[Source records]
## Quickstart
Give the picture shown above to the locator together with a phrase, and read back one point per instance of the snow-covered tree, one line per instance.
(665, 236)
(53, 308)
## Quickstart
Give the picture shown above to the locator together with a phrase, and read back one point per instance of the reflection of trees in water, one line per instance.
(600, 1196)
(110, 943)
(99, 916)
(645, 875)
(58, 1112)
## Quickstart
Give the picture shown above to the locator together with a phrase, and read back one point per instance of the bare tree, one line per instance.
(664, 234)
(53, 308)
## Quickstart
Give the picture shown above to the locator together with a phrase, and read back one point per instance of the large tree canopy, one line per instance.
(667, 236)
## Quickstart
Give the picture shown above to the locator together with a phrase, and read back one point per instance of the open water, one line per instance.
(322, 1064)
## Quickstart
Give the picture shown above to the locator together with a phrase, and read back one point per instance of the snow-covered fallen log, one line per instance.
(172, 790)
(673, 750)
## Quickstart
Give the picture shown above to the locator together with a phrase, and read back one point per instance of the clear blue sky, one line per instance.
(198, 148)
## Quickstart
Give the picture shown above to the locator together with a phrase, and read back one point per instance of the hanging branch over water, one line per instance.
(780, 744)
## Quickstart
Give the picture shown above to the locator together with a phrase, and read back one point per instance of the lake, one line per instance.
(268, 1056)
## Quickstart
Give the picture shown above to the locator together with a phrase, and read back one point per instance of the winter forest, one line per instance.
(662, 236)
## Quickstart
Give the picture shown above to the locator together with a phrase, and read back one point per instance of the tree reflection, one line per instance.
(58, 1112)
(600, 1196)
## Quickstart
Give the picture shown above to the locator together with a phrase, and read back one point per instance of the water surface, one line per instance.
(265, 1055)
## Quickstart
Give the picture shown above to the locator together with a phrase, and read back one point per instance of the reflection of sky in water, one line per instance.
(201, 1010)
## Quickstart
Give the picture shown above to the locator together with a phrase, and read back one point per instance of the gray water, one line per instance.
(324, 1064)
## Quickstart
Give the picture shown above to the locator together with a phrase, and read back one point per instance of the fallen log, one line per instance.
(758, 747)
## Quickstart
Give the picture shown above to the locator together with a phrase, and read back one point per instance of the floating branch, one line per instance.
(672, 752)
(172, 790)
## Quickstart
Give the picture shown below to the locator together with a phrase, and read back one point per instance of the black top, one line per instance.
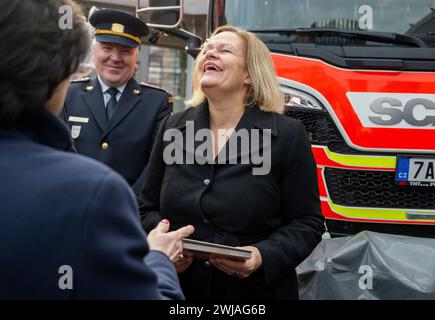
(279, 212)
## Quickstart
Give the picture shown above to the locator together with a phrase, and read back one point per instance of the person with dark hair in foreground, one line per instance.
(69, 226)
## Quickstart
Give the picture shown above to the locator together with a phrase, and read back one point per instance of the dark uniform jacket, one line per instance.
(279, 213)
(125, 142)
(62, 212)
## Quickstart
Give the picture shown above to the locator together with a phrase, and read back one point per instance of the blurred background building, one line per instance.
(163, 63)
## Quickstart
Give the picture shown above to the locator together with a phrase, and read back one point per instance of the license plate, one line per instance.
(415, 172)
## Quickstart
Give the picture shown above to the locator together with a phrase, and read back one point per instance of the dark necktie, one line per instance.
(111, 104)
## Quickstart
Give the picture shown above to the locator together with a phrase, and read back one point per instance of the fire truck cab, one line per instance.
(361, 78)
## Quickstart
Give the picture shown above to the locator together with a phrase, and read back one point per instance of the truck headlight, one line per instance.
(297, 99)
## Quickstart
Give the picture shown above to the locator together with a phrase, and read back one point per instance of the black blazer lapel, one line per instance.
(129, 99)
(93, 98)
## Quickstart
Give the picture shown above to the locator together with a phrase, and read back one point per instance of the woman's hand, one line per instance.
(168, 242)
(241, 269)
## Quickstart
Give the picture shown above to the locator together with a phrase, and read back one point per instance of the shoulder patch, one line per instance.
(82, 79)
(144, 84)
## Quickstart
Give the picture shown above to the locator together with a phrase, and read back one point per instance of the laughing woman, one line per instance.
(271, 208)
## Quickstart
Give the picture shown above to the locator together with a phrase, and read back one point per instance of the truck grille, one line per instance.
(357, 188)
(321, 130)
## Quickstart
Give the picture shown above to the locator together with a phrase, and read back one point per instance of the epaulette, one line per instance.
(82, 79)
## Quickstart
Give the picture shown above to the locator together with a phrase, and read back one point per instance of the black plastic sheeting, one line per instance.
(369, 266)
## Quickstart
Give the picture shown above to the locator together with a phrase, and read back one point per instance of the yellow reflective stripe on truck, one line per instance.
(387, 162)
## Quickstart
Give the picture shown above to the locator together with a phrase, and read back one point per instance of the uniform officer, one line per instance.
(113, 118)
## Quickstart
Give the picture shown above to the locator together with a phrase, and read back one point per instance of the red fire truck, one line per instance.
(360, 75)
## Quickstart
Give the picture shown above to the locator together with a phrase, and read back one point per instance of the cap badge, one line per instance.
(117, 27)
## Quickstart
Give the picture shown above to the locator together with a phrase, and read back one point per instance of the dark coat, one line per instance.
(279, 213)
(59, 208)
(125, 142)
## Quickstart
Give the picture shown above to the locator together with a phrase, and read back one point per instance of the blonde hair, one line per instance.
(264, 90)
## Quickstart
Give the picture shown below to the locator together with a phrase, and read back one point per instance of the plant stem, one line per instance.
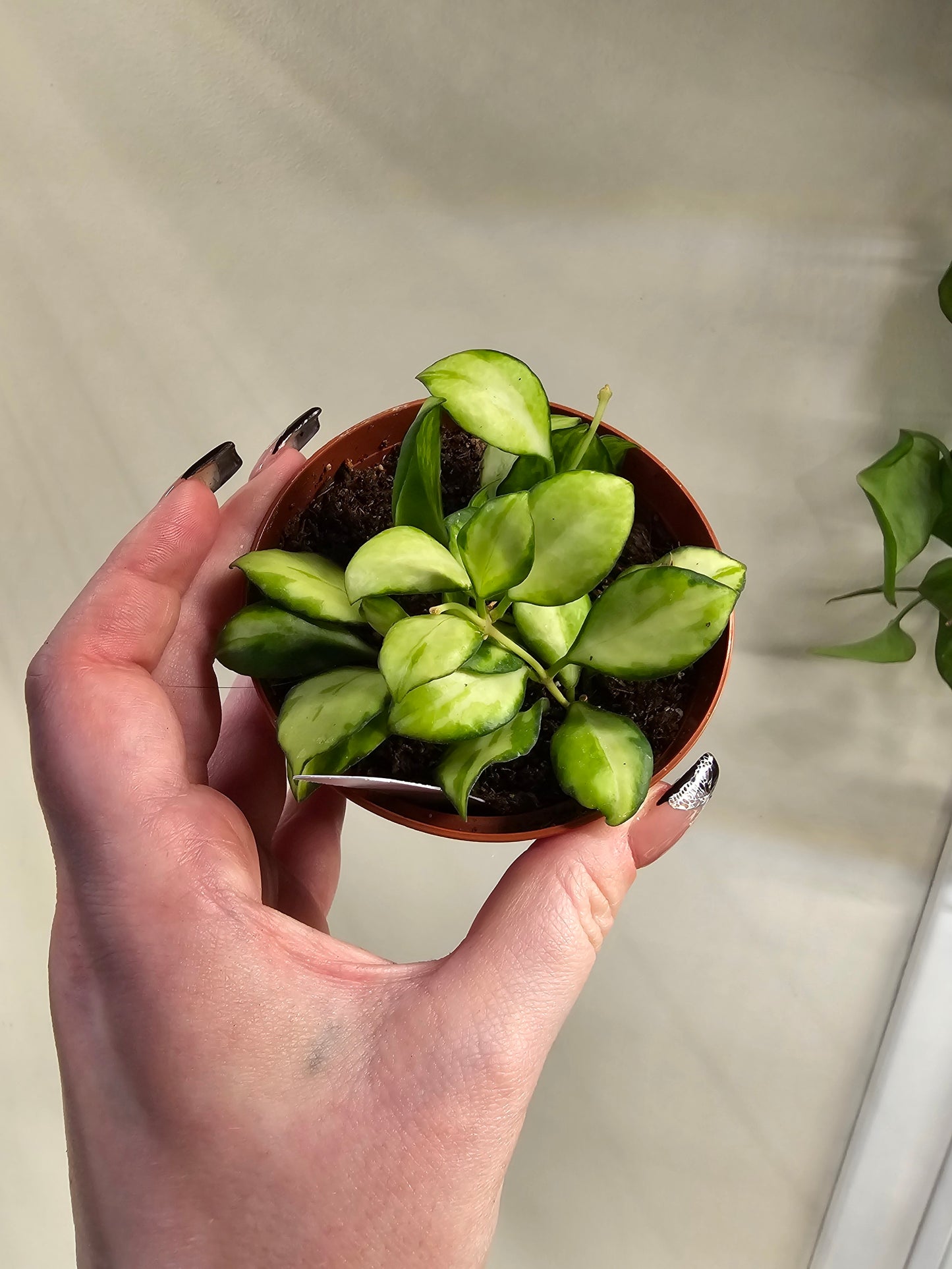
(605, 396)
(489, 631)
(908, 609)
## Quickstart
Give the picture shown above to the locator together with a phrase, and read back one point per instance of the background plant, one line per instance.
(516, 570)
(910, 492)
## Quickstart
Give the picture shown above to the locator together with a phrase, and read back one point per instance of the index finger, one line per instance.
(107, 745)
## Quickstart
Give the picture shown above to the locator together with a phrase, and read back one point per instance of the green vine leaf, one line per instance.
(320, 714)
(459, 706)
(652, 622)
(497, 545)
(426, 648)
(494, 396)
(418, 494)
(946, 293)
(603, 760)
(403, 561)
(891, 644)
(268, 642)
(937, 588)
(302, 582)
(905, 493)
(464, 764)
(582, 523)
(943, 652)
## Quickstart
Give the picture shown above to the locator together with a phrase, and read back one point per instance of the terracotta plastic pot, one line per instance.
(656, 490)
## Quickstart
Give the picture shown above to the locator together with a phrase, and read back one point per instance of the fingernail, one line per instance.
(694, 789)
(296, 436)
(213, 468)
(301, 430)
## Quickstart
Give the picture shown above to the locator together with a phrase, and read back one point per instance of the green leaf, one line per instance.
(550, 633)
(567, 445)
(904, 490)
(937, 586)
(493, 396)
(652, 622)
(943, 652)
(459, 706)
(709, 563)
(403, 561)
(381, 612)
(455, 522)
(490, 658)
(418, 495)
(302, 582)
(603, 760)
(946, 293)
(497, 465)
(582, 523)
(466, 762)
(427, 648)
(890, 645)
(322, 714)
(334, 762)
(576, 451)
(942, 528)
(268, 642)
(617, 447)
(526, 472)
(495, 545)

WHAT IS BEING ASKED: Can you retype all of the material above word for word, leaving the pictures out?

TASK RESPONSE:
## Quickstart
Give the picture shown above to the locator together with a phrase, and read back one point per instance of the snow-covered tree, one line per instance.
(665, 236)
(53, 308)
## Quickstart
Give the picture shown above to the locator together with a phrase, and read back one point per instance of the reflection of trees in water, one line per instance.
(600, 1196)
(110, 943)
(99, 916)
(645, 875)
(58, 1112)
## Quickstart
Give the picture shown above to the locator together with a phrase, and read back one point per instance of the bare tree, one line per instance.
(664, 234)
(53, 308)
## Quickstart
Give the picture shown above to the locator together with a phrase, and read back one point per instance of the large tree canopy, one line per instance.
(667, 236)
## Quickstart
Give the picture shown above to the locator together with a phrase, and read back one point per instance of the open water, one line per instance.
(322, 1064)
## Quickstart
Give the picture shown above to the locator together with a phrase, and read back one point per instance of the snow-covered fallen log, one line per instance.
(172, 790)
(673, 750)
## Quickstart
Give the picture shown above to the locator together with a phrase, and read back one point per instance of the clear blue sky, one line per instance.
(198, 148)
## Quickstart
Give the picture shown above to the locator together with a phrase, and read back one point per instance of the hanging branch over water, one line per instance.
(780, 744)
## Quickstart
Give the picture shown above to the locator together with a phrase, and read back one point per instance of the lake, one line per instance.
(268, 1056)
## Quickstart
Give the picture shown above to the locator together with a phrase, and read back one point per instance of the winter forest, one line per instance.
(662, 236)
## Quickstart
Give the picture shown above to the locator together with a phrase, and read back one point per instance of the tree reflection, one line per instance.
(58, 1112)
(600, 1196)
## Quickstart
Give the picture shown above to the locator together with a phrase, and read back one point per instance of the water surface, one line per instance.
(265, 1055)
## Quickstart
Give the picture shown above to the locator together with a phrase, and read back one point per instance of the reflection of sky in water, one line per instance.
(201, 1010)
## Quickstart
Give the picture shown above to the locator together with a phrase, and read back one point per instance of the gray water, one line per instance.
(324, 1064)
## Quickstart
Give the picture shown above to the locator together with a phrase, and read back one point per instance of the fallen log, one line per instance.
(758, 747)
## Quickstart
Give the picture shown above to the locator together with a phrase, and read back one point per instance of the floating branch, one line per instance.
(672, 752)
(172, 790)
## Quickstart
Give the picture shown below to the locator together with a phrase, and read back one point per instance of the black top, one line per instance.
(279, 212)
## Quickstart
Give the picture shown above to the locator together with a phrase, and read back one point per instance of the person with dark hair in foreground, one line per instance.
(69, 226)
## Quickstart
Give the picture shown above to the locator together with a phrase, and read back one point per instance of the dark uniform jacket, one line per instance.
(279, 213)
(125, 142)
(62, 212)
## Quickstart
Give the picture shown above to the locator together with a phrase, and read back one point per instance of the blurred background building, one line per instance.
(163, 63)
## Quickstart
Give the picture shown above to the locator together with a phrase, and read back one point per instance of the license plate, one line per instance.
(415, 172)
## Quickstart
Give the picture shown above to the locator together with a phrase, and read back one point per instance of the dark necktie, one line per instance.
(111, 104)
## Quickstart
Give the picture shown above to the locator together with a phrase, and read back one point per instance of the fire truck cab, one line per instance.
(361, 78)
## Quickstart
Give the picture shown above to the locator together with a phrase, and read back one point per instance of the truck headlight, one line per instance.
(297, 99)
## Quickstart
Give the picture shown above to the locator together with a phrase, and read back one point per instance of the black blazer lapel, one line per instance.
(129, 99)
(93, 98)
## Quickstart
Give the picture shown above to the locator together with a phrase, and read back one point per instance of the woman's hand, one line per instance.
(168, 242)
(241, 269)
## Quickstart
Give the picture shown above to the locator together with a phrase, and read back one point per instance of the shoulder patch, one line per instance.
(82, 79)
(144, 84)
## Quickstart
Give the picture shown above to the locator together with a phrase, and read back one point per instance of the laughing woman, one line per instance.
(271, 208)
## Quickstart
Give the picture shown above to the locator together with a phrase, and read back one point per instance of the truck grille, one line per instance.
(357, 188)
(321, 130)
## Quickstart
Give the picture shown above to the locator together with a phrase, and read back one point per instance of the epaulette, one line per instance.
(82, 79)
## Quickstart
Give the picture shown above to the locator together with a phrase, and read back one point per instance of the black plastic sheeting, one line per instance.
(369, 266)
## Quickstart
Give the picture shown above to the locator together with a phrase, and read back one point per instance of the yellow reflective stripe on truck, one line per instance.
(387, 162)
## Quickstart
Give the picture shown above to the locator together with a phrase, and read back one point per instance of the uniform officer, one line per instance.
(113, 118)
## Quickstart
Give the picture shown above to the locator together with a phrase, and read back one point per instance of the red fire truck, one line per instance.
(360, 75)
## Quickstart
Give the picture shown above to the locator together with a phrase, and read back one point per instance of the cap badge, one line per instance.
(117, 27)
## Quickstart
Give the picture shown above to the locator together with a phrase, and read back one point per instance of the dark coat, one line per instance.
(279, 213)
(59, 208)
(125, 142)
## Quickstart
Give the picture shown above to the locator together with a phrase, and read back one point per instance of the blonde hair, one line per instance.
(264, 90)
## Quickstart
Give the picture shown below to the locator together with a phrase, and read back one point per instance of the plant stem, one line per instance.
(605, 396)
(489, 631)
(908, 609)
## Quickstart
Give the picture shown above to the locator together with a phrase, and read back one point per instance of the background plant, one line per instance.
(516, 570)
(910, 492)
## Quickstart
Give the picture shown above to the locator together with a phrase, and read back one point per instance of the index finger, one line per instance.
(107, 745)
## Quickstart
Give the picture shown above to the locator together with a phrase, and read back one point per instance of the green vine leaf, one line per instance.
(320, 714)
(459, 706)
(652, 622)
(497, 545)
(426, 648)
(494, 396)
(418, 494)
(946, 293)
(603, 760)
(403, 561)
(891, 644)
(268, 642)
(937, 588)
(302, 582)
(905, 493)
(464, 764)
(582, 523)
(943, 652)
## Quickstart
Give the picture shown above to the locator together with a phrase, and read back one point per instance of the terracotta plastic pot, one line per instance.
(656, 490)
## Quickstart
Give the picture shown above to the locator together with a phrase, and read back one point per instance of the fingernail, one line per instance.
(694, 789)
(296, 436)
(213, 468)
(301, 430)
## Quickstart
Give the picture shown above to the locator together with a phrase, and read back one point per instance of the green leaf, one line per instance.
(550, 633)
(567, 445)
(904, 490)
(937, 586)
(493, 396)
(652, 622)
(943, 652)
(459, 706)
(709, 563)
(403, 561)
(381, 612)
(455, 522)
(490, 658)
(418, 495)
(302, 582)
(603, 760)
(946, 293)
(497, 465)
(582, 523)
(466, 762)
(427, 648)
(890, 645)
(322, 714)
(334, 762)
(576, 451)
(942, 528)
(268, 642)
(617, 447)
(526, 472)
(495, 545)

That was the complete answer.